Entries provided below:

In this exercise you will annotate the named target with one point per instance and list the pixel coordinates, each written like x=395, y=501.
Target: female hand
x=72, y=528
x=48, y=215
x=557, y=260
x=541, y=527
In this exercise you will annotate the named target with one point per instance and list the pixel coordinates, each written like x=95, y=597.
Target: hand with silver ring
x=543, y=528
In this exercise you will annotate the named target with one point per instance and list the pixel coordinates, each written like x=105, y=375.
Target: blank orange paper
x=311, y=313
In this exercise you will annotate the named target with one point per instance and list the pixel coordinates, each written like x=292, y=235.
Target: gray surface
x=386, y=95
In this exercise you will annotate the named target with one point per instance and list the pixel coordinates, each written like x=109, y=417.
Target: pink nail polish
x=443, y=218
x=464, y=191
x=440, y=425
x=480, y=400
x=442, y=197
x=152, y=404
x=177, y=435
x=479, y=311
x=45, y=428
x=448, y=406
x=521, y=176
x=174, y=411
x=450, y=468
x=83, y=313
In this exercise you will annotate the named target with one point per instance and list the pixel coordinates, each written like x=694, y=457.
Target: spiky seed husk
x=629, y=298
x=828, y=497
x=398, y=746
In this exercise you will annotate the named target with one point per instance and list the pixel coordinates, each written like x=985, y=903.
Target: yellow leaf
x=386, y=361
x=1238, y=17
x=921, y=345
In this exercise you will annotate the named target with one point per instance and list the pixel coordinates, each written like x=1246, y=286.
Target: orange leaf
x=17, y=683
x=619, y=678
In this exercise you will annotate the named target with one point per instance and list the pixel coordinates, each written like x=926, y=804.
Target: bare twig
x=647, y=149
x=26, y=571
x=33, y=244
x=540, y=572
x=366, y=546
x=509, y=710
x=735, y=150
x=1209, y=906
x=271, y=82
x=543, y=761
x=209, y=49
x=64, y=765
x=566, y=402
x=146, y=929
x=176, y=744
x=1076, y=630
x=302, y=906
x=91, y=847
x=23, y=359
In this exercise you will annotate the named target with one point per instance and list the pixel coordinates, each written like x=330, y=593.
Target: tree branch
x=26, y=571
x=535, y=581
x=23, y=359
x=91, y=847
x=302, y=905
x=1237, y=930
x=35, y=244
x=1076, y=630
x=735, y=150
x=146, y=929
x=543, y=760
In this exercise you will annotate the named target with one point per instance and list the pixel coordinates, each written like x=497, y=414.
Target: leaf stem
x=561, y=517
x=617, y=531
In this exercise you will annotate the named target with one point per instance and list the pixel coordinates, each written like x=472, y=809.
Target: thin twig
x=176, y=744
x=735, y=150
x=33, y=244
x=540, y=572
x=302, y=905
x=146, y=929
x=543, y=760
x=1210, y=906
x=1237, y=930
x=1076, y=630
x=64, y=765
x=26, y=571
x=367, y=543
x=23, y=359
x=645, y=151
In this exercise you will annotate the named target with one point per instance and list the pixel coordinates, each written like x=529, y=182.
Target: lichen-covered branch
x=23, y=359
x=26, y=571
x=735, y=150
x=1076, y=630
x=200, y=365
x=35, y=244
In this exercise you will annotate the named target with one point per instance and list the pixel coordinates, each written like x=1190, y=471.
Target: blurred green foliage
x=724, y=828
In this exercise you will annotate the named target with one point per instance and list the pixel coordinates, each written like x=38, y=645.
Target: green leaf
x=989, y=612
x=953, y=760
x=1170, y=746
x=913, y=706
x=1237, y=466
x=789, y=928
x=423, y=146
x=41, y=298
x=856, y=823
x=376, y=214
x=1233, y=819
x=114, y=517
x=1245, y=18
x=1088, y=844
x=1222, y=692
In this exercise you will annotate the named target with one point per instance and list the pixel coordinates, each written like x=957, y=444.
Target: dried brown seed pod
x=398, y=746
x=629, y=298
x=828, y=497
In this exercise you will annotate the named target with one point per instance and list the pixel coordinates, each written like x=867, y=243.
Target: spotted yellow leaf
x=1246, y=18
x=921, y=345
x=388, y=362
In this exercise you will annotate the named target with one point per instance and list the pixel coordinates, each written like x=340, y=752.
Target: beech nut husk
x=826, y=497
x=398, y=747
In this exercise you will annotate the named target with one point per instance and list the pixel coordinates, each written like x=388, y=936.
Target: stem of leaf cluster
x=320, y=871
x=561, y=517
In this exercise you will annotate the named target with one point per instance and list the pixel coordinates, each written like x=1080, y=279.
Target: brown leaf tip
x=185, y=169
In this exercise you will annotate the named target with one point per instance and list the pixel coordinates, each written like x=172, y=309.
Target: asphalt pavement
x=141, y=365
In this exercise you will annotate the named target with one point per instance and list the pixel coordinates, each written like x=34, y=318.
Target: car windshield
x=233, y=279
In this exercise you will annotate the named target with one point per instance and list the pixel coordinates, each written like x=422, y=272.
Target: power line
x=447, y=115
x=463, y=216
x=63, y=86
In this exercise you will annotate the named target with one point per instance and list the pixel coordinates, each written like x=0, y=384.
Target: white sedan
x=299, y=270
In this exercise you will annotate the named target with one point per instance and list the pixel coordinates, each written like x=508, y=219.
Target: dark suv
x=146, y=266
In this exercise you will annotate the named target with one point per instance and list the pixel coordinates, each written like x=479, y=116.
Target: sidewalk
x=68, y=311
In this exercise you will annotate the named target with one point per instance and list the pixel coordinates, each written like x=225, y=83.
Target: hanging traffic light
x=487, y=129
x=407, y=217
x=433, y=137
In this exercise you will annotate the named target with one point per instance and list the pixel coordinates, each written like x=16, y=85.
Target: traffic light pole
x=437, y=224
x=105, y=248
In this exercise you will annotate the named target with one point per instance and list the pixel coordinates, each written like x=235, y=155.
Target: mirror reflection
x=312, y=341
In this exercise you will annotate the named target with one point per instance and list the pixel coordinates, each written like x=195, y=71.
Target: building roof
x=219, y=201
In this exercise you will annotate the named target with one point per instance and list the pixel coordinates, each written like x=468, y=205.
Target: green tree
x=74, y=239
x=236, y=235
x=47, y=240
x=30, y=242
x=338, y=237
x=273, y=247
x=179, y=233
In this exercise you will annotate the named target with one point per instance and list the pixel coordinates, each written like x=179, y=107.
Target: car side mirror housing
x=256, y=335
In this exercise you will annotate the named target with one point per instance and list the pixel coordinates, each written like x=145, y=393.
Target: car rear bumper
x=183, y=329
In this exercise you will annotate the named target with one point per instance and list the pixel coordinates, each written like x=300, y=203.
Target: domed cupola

End of Entries provided.

▶ Task statement
Copy verbatim, from the listing above, each line from the one containing "Target: blank orange paper" down to the one containing "like x=109, y=417.", inclusive.

▶ Expected answer
Target: blank orange paper
x=311, y=313
In this exercise you will annotate the named target with one point per instance and list the pixel coordinates, each written like x=292, y=235.
Target: gray surface
x=386, y=95
In this exercise you will annotate the named target with one point per instance and list the pixel coordinates, each written like x=109, y=417.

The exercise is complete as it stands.